Wypisz każdy wiersz z poniższych wpisów, w którym pojawia się słowo „rough”.

Zapisane wpisy:
=-=-=-=-=

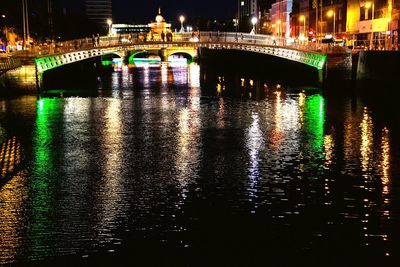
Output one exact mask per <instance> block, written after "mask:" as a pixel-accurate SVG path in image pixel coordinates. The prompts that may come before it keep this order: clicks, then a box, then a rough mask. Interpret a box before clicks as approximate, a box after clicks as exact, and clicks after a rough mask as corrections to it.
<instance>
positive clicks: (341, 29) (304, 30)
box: [291, 0, 347, 40]
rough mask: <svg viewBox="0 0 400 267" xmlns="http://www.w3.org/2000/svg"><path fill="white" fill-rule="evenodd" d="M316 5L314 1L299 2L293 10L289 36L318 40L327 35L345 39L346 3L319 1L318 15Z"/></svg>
mask: <svg viewBox="0 0 400 267" xmlns="http://www.w3.org/2000/svg"><path fill="white" fill-rule="evenodd" d="M316 4H317V3H316V1H310V0H300V2H299V4H298V6H297V8H295V9H293V13H292V17H291V20H292V22H291V24H292V26H291V27H292V34H291V36H292V37H300V36H302V37H304V38H310V39H312V38H316V37H318V39H319V40H320V39H322V38H324V37H326V36H327V35H332V36H335V37H336V38H346V27H345V25H346V8H347V5H346V1H345V0H325V1H321V0H319V1H318V4H319V5H318V14H316V11H317V10H316V8H315V7H316Z"/></svg>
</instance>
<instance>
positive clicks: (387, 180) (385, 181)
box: [381, 127, 390, 195]
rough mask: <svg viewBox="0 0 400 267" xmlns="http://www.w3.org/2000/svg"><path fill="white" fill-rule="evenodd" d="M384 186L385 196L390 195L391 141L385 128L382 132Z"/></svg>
mask: <svg viewBox="0 0 400 267" xmlns="http://www.w3.org/2000/svg"><path fill="white" fill-rule="evenodd" d="M381 149H382V164H381V166H382V174H383V176H382V185H383V194H384V195H387V194H388V193H389V178H390V140H389V130H388V128H386V127H385V128H384V129H383V131H382V142H381Z"/></svg>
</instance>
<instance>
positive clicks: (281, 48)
mask: <svg viewBox="0 0 400 267" xmlns="http://www.w3.org/2000/svg"><path fill="white" fill-rule="evenodd" d="M197 48H209V49H234V50H240V51H249V52H254V53H260V54H266V55H271V56H276V57H280V58H284V59H287V60H291V61H295V62H299V63H302V64H306V65H308V66H311V67H314V68H316V69H317V70H318V71H319V73H320V76H321V77H320V80H322V71H323V69H324V67H325V64H326V55H322V54H318V53H314V52H309V51H303V50H296V49H291V48H286V47H279V46H269V45H257V44H241V43H223V44H222V43H213V42H172V43H162V42H160V43H156V42H155V43H141V44H125V45H118V46H109V47H99V48H96V49H89V50H81V51H74V52H68V53H63V54H54V55H49V56H44V57H40V58H37V59H36V61H35V65H36V74H37V79H38V84H40V83H41V79H42V74H43V73H44V72H45V71H47V70H50V69H53V68H57V67H60V66H63V65H66V64H70V63H75V62H78V61H82V60H85V59H89V58H94V57H98V56H103V55H107V54H117V55H119V56H121V57H123V56H124V55H125V54H126V51H137V50H162V51H164V54H165V55H166V56H168V55H172V54H174V53H188V54H190V55H191V56H192V57H197Z"/></svg>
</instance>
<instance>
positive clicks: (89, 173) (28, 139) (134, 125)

=-=-=-=-=

#### Odpowiedź:
Output one exact mask per <instance> block, written after "mask:" as a pixel-accurate SVG path in image pixel coordinates. The prompts that may come before it keep this order: clicks, then a box, then a rough mask. Interpret a box before clicks as approximate, a box after clicks as exact, and clicks after a rough mask as corrections to it.
rough mask: <svg viewBox="0 0 400 267" xmlns="http://www.w3.org/2000/svg"><path fill="white" fill-rule="evenodd" d="M316 5L314 1L299 2L293 10L289 36L318 40L327 35L345 39L346 3L319 1L318 15Z"/></svg>
rough mask: <svg viewBox="0 0 400 267" xmlns="http://www.w3.org/2000/svg"><path fill="white" fill-rule="evenodd" d="M384 186L385 196L390 195L391 141L385 128L382 132Z"/></svg>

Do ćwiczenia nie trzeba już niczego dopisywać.